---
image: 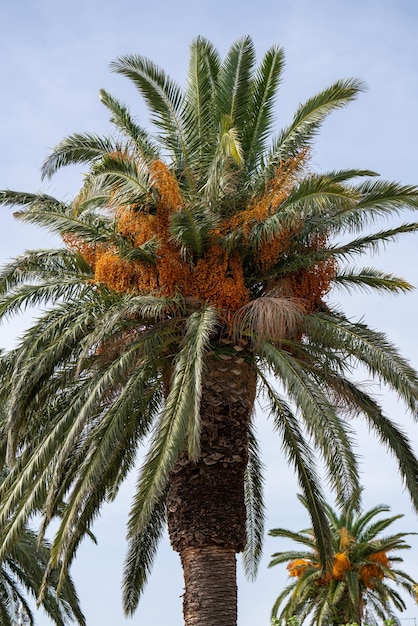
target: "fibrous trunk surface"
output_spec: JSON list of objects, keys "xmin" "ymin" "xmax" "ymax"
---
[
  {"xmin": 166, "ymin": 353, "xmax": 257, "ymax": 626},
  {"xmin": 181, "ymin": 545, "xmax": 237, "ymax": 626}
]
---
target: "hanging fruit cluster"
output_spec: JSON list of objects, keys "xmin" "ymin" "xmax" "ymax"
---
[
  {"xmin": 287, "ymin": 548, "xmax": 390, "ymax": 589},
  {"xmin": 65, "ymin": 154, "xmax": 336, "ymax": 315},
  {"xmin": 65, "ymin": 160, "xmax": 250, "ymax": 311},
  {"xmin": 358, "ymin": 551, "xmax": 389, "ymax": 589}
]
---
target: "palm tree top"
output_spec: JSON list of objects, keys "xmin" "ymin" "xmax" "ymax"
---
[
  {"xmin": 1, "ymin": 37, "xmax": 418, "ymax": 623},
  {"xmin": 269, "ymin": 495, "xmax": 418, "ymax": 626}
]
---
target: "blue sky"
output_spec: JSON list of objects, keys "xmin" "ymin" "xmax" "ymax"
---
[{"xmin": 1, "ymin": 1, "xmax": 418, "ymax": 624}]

^^^^^^^^^^^^^^^^

**Work request:** Could you set down every entry again exactly as written, leaving out any pictures?

**Response area:**
---
image: 
target: "fibrous trunk surface"
output_spec: JSON list of objects, keys "xmin" "ymin" "xmax" "ymax"
---
[
  {"xmin": 166, "ymin": 353, "xmax": 257, "ymax": 626},
  {"xmin": 181, "ymin": 545, "xmax": 237, "ymax": 626}
]
---
target: "hanging fruit cluster"
output_spec: JSON list of objects, keys "xmin" "ymin" "xmax" "ymax"
---
[
  {"xmin": 287, "ymin": 548, "xmax": 390, "ymax": 589},
  {"xmin": 65, "ymin": 154, "xmax": 336, "ymax": 315},
  {"xmin": 65, "ymin": 160, "xmax": 250, "ymax": 311},
  {"xmin": 358, "ymin": 551, "xmax": 389, "ymax": 589}
]
---
target: "palm tree top"
output_spec: JSON list of objects, keys "xmin" "ymin" "xmax" "ymax"
---
[
  {"xmin": 1, "ymin": 37, "xmax": 418, "ymax": 623},
  {"xmin": 269, "ymin": 495, "xmax": 418, "ymax": 626}
]
---
target: "blue sky"
output_spec: JSON list of objects, keys "xmin" "ymin" "xmax" "ymax"
---
[{"xmin": 1, "ymin": 1, "xmax": 418, "ymax": 624}]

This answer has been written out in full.